▶ _WHAT YOU SHOULD DO_
Look for the word "blue" in the entries and copy each line where it appears.

▶ _DATA FOR ANALYSIS_
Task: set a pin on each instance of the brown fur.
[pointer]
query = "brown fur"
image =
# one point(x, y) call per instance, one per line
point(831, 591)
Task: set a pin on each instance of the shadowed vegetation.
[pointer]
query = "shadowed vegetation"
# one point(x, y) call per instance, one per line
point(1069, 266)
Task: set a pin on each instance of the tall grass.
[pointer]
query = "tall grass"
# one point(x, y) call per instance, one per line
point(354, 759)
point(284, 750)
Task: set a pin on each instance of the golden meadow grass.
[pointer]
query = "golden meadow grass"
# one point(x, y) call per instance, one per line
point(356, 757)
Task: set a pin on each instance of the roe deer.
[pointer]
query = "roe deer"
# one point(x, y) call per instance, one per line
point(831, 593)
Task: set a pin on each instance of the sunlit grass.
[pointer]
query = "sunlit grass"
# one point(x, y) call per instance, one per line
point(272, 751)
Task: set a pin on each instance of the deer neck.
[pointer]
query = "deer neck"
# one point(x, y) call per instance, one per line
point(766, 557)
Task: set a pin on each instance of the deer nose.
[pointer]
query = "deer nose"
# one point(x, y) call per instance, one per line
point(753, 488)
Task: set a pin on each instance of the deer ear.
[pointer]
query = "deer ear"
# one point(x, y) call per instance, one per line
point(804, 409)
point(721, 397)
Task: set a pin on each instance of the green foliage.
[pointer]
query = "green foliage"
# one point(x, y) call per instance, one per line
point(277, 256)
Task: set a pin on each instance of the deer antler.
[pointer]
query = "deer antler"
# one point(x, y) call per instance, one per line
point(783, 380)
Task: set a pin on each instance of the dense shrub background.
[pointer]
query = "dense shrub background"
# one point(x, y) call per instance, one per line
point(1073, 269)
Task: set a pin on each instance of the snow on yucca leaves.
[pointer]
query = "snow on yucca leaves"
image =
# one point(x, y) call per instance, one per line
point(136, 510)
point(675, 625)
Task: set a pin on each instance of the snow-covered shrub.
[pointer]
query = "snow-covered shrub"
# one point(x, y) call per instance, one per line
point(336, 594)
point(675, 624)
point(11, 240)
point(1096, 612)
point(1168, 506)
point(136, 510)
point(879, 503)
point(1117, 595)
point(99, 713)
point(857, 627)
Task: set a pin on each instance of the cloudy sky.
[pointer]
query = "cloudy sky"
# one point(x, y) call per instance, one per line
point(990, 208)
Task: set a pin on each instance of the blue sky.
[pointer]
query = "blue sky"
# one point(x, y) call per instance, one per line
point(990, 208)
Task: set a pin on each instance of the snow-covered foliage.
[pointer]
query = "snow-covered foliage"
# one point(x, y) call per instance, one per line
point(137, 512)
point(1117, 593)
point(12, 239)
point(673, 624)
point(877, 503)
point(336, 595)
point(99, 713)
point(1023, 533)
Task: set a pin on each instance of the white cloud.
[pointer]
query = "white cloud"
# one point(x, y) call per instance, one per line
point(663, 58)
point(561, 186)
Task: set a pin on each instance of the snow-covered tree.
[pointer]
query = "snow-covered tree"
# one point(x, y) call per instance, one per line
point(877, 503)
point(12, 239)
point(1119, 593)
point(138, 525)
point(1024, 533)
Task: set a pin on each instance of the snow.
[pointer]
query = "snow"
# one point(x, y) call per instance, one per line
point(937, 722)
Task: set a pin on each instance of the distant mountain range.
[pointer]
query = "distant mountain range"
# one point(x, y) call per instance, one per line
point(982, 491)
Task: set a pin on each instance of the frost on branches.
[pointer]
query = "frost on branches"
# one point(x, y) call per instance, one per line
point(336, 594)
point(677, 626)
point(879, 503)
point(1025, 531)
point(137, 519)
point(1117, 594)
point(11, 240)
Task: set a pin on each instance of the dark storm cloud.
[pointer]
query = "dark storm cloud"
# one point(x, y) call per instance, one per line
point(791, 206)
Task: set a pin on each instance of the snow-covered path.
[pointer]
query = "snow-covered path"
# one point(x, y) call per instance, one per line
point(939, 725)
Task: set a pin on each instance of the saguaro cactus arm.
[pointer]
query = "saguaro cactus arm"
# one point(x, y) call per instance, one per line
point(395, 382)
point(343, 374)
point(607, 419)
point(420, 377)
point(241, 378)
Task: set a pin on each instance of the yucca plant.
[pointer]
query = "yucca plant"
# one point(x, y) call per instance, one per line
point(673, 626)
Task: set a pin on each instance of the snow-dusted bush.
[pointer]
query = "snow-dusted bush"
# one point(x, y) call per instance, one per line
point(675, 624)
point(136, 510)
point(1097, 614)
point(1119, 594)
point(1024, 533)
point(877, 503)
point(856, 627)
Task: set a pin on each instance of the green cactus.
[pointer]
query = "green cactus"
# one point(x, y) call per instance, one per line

▶ _ANSWER SPACE_
Task: set a pin on each instance of the blue sky.
query = "blue sky"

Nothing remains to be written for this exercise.